Referring expression data:
++++++++++++++++++++
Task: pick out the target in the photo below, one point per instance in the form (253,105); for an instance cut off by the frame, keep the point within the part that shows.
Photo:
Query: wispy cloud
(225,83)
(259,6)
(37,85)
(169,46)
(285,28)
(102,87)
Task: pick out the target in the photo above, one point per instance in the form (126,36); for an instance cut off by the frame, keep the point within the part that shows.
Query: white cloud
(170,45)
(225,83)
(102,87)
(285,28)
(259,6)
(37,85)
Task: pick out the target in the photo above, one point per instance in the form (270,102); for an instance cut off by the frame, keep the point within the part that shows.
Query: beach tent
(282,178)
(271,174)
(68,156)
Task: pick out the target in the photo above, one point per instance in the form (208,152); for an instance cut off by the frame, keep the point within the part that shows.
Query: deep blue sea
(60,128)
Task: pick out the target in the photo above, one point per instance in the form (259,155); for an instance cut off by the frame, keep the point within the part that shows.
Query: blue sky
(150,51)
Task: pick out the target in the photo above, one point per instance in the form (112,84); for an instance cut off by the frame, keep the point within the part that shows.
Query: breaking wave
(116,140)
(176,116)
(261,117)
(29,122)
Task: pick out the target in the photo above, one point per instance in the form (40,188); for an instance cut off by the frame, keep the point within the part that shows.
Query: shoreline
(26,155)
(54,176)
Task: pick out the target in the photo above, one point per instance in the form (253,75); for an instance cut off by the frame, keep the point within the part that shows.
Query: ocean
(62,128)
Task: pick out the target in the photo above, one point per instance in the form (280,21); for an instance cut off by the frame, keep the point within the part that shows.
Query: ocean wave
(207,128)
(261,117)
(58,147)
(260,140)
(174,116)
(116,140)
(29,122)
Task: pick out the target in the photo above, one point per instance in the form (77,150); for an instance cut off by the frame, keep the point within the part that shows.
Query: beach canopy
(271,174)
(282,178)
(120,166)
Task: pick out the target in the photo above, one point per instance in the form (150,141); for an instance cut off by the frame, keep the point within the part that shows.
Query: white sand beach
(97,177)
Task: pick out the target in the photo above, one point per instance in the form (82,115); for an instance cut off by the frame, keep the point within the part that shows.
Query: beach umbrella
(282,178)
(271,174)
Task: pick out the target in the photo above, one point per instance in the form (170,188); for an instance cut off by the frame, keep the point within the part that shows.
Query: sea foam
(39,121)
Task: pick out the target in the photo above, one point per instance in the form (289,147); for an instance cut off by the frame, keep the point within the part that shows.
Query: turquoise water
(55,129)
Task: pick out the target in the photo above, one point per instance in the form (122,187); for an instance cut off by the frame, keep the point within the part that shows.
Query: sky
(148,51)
++++++++++++++++++++
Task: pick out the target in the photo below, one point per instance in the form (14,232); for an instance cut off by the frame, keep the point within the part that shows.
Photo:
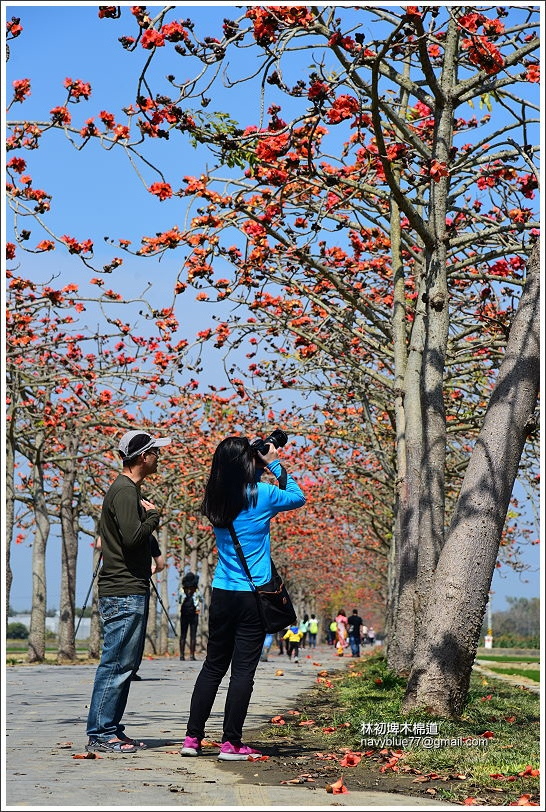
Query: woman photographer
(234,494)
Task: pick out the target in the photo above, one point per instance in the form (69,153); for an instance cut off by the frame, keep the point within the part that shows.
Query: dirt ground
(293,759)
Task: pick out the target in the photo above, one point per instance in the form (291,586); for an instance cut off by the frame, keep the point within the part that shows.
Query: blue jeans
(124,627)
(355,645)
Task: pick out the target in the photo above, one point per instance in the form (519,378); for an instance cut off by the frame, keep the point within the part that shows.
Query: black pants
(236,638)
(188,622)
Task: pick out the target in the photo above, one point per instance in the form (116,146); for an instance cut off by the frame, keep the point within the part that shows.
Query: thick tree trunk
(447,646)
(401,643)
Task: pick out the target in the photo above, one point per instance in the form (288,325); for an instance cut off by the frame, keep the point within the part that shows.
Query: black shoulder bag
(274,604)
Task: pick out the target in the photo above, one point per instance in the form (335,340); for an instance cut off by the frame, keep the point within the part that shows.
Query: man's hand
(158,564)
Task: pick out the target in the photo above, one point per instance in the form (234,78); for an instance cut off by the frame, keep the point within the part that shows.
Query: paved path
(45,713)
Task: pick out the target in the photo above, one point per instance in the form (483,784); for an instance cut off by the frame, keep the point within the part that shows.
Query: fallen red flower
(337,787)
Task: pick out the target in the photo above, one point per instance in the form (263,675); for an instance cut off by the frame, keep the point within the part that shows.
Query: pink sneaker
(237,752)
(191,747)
++++++++++++++++++++
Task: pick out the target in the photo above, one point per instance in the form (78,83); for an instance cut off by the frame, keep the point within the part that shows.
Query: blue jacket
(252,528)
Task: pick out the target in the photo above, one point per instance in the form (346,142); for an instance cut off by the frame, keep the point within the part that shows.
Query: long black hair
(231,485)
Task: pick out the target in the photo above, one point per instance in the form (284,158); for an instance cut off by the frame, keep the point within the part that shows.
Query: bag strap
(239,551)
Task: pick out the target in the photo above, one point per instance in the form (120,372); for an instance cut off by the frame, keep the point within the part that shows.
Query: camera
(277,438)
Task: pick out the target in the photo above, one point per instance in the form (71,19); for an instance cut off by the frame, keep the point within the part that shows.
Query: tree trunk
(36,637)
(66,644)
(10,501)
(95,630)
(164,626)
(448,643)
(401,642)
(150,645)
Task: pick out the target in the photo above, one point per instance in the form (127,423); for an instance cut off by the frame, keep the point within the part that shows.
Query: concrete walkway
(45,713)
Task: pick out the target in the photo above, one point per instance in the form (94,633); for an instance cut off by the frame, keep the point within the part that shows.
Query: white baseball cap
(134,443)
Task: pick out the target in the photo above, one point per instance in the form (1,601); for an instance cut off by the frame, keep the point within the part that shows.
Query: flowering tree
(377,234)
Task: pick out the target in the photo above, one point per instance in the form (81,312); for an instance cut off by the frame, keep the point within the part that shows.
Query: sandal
++++++++++++++++++++
Task statement:
Look over the records above and filter for each line with the word "below".

Completed task:
Task: pick out the target in the photo below, one point per instance in the form (253,105); for an instance cut off by the frame, keep the point within the part that shows.
Task: pick out the target in the photo below, one point per instance in the form (14,232); for an instance cut off by the frame, keep the point within the part that shows.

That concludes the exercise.